* What is required:
Using the passage on analytics cost creep, decide whether each statement below agrees with it, answering yes or no and quoting the words from the passage that decide it. 1. In Near Real Time systems, data freshness matters more than data correctness. 2. The slow processes discussed run on schedules that range from hourly to monthly. 3. Processes run daily or less often are usually optimized as far as possible.

Getting Ahead of Analytics Cost Creep:
Proactively Identifying Opportunities
By Tayyab Shahzada, Data Engineer
When it comes to Big Data, there are often two speeds of analytics: Near Real Time (NRT) or slower reporting and dashboarding approach, which aggregate on a variety of time ranges. When building NRT systems, it is considered highly important to have the data be processed in as little time as possible; in these systems the freshness of the data is secondary only to data correctness. Therefore, analysts and developers will pursue every optimisation they can down to the millisecond to ensure timely analytics and data delivery.
We will focus instead on the need to optimise those 'slow' processes. These are typically reports that aggregate data or retrain an ML model on some predefined schedule, ranging anywhere from hourly to monthly. Anything with a cadence of daily or less frequent is often optimised until it is 'good enough' to to meet the deliverable consistently.

* Data provided:
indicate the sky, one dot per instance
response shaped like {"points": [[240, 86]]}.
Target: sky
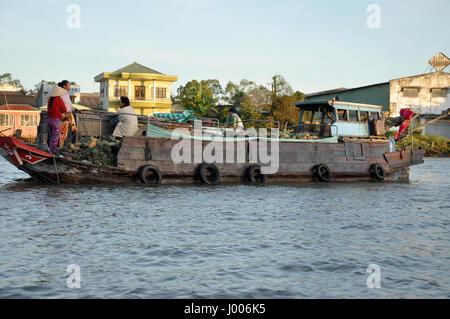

* Response for this exercise:
1. No: "the freshness of the data is secondary only to data correctness."
2. Yes: "ranging anywhere from hourly to monthly."
3. No: "often optimised until it is 'good enough'"